He set up a mini-production line in his basement. Each day after school, he printed spinner frames, soaked bearings in acetone to maximize spin time, and hammered them into place. His started selling them to his classmates. Demand surged, so he built a commission-based team with friends, who sold during lunch and after class. By October, they’d saturated the high school market—until spinners were banned.

Oliver pivoted fast. He took his spinners to the streets, knocking on doors and selling at local events. He struck a deal with party planner, setting up customization booths at bar mitzvahs. Kids picked colors and designs, netting him $2,500 per night.

Online, he launched listings on eBay and Etsy. With keyword optimization (e.g., "custom fidget spinner"), professional photos shot on his iPhone, and review inserts, sales climbed. By age 14, he’d hit $50,000 in total revenue. The trend faded by late 2017, but the experience cemented his e-commerce instincts.

Star Social: From Haircuts to Hustle

At age 15, Oliver ventured into digital marketing, learning the power—and pitfalls—of social media.

In 2017, inspired by YouTube marketer Iman Gadzhi, Oliver founded "Star Social," a social media agency. He’d grown his personal Instagram to 8,000 followers, posting about teenage life and fidget spinner hacks. His first client was his barber, Rob. Rob paid in free haircuts—two per month—while Oliver managed posts, stories, and photos from a backroom office.

Through Rob’s network, Oliver landed two more clients . He assembled a team: a photographer, a content strategist, and a copywriter. He also hired a virtual assistant from Philippines.

Oliver later identified a limitation of his initial social media management service, which was the lack of attribution, meaning it was difficult to track the real impact of his work. Clients couldn’t track sales from his efforts. This realisation eventually led him towards exploring paid advertising and dropshipping.

Dropshipping Flops Expose Supply Chain Realities

Oliver’s dropshipping experiments in 2018 and 2019 were a rollercoaster of ambition and hard-earned lessons.

At 16, in the summer of 2018, Oliver launched eight Shopify stores, selling phone cables, kitchen gadgets, and fitness gear sourced from AliExpress. He struggled to find success with Dropshipping and questioned if the online money claims from gurus were real. He later concluded Dropshipping was difficult but online money was real.

eBay Revival: Chargebacks Crash the Party

In 2019, at 17, Oliver returned to eBay and Etsy, selling phone cases and leather wallets. He obsessed over optimizing listings to rank high and understanding the platforms' native advertising. He saw sales grow, hitting $1000, $3000, and $5000 days. However, he lost all his money from chargebacks caused by a fraudulent supplier on Etsy.

He lost his entire profit and closed his shop.

Andrea’s Clothing Store: A $28,000 Day

In July 2019, Oliver’s friend Jesse recruited him to boost his mom Andrea’s online store selling women’s clothing. Andrea had strong wholesale and retail sales but a poor online presence. It averaged $400 daily despite clunky emails and a dated Shopify site. Oliver revamped it over two months: new product photos, streamlined checkout, and Klaviyo email flows. Oliver increased online sales from $400 to $3,000 daily in the first month.

▸ **Listed entries**:
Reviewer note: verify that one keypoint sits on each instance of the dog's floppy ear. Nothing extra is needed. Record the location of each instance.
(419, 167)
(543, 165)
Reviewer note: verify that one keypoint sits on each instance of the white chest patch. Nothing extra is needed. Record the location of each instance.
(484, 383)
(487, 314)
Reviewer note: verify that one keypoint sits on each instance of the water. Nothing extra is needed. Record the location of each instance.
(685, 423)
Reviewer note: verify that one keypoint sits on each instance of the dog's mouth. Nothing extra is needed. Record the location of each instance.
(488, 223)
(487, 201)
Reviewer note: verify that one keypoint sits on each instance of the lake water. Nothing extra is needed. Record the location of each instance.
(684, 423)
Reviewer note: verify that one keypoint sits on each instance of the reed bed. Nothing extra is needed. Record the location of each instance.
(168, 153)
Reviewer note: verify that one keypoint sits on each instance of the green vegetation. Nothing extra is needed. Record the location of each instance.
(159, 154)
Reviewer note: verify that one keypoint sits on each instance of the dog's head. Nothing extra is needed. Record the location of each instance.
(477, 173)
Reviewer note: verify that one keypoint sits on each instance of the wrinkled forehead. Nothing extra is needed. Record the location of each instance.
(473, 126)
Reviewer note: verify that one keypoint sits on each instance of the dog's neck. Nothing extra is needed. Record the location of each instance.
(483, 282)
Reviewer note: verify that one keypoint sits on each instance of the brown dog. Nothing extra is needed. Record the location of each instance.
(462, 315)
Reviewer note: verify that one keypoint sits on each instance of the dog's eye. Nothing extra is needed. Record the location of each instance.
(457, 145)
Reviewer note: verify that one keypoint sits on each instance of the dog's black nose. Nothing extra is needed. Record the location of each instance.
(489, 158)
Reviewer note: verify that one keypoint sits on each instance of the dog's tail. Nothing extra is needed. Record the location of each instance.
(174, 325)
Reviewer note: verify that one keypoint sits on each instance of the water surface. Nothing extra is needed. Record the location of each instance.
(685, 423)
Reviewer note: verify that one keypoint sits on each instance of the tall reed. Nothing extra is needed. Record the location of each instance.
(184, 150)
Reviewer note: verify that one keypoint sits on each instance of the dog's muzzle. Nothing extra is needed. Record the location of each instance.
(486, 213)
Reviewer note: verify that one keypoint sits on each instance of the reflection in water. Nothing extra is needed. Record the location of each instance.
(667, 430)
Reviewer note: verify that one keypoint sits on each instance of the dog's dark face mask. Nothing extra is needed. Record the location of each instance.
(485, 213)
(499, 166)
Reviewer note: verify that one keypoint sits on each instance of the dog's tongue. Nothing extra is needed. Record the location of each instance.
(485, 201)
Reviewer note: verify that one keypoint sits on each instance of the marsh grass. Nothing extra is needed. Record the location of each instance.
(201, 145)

▸ **Requirement 1**:
Answer these from the passage about Oliver's ventures:
(a) Who was the first client of Star Social, and how did that client pay?
(b) How many Shopify stores did Oliver launch in the summer of 2018?
(c) What did Andrea's online store average in daily sales before Oliver revamped it?
▸ **Requirement 2**: Copy the stretch of the passage about Oliver's ventures from "eBay Revival: Chargebacks" through "supplier on Etsy.".
▸ **Requirement 3**: Write what follows in the passage about Oliver's ventures, starting after its final sentence.
The listing plays no part in the work here.

▸ **Output 1**:
(a) His barber, Rob, who paid in free haircuts, two per month.
(b) Eight.
(c) $400.

▸ **Output 2**:
eBay Revival: Chargebacks Crash the Party

In 2019, at 17, Oliver returned to eBay and Etsy, selling phone cases and leather wallets. He obsessed over optimizing listings to rank high and understanding the platforms' native advertising. He saw sales grow, hitting $1000, $3000, and $5000 days. However, he lost all his money from chargebacks caused by a fraudulent supplier on Etsy.

▸ **Output 3**:
The breakthrough came when a reality star wore a blazer from the brand, driving a $28,000 day. Andrea later let him go, stating she needed a professional agency, despite his results. Oliver felt devastated but recognized the value of the skills he gained.

Itsme App: TikTok’s Early Days

In late 2019, mentor Alan Mamane hired Oliver to grow Itsme, a video chat app with 3D avatars, backed by $15 million from Reddit co-founder Alexis Ohanian. Alan was pioneering TikTok influencer collaborations before the platform was mainstream. Oliver joined to run the TikTok influencer process, building a team of 5 VAs. They targeted US TikTokers with 50k-500k followers, leveraging low costs and high engagement on the new platform.

From January to March 2020, his campaigns pushed Itsme to #4 on Apple’s social charts just behind major platforms like Instagram, Facebook, and WhatsApp. He made $3,500 per month there. Oliver was let go from Itsme before a fundraising round, as they sought even faster growth and hired a high-cost agency.

Light Leggings: A Million-Dollar Exit

Towards the end of high school, Oliver connected with Jake, a Dropshipping Wizard, and Nico Pericos, an investor who had backed Jake. They hired him as an operator and to run influencer collaborations for their viral TikTok leggings brand, Light.

Oliver worked closely with Jake and scaled Light leggings to over $1 million in sales in about a year. Jake and Nico later sold Light leggings for mid-six figures.

After this experience, Oliver felt he had saved enough money and gained the necessary experience and intuition to build his own business from zero to millions.

The Genesis of Tabs Chocolate: Engineered for Virality

Oliver's goal for his next business was to create a product with high barriers to entry, unlike previous ventures that faced quick saturation.

He wanted a product engineered specifically for virality on TikTok, a platform he understood well.

He saw a TikTok video featuring an aphrodisiac chocolate product called "Sexs," which had 8 million views and 2 million likes. Researching the brand, he found they had no online presence or strong branding, revealing a significant market opportunity for a product with inherent viral appeal if executed properly.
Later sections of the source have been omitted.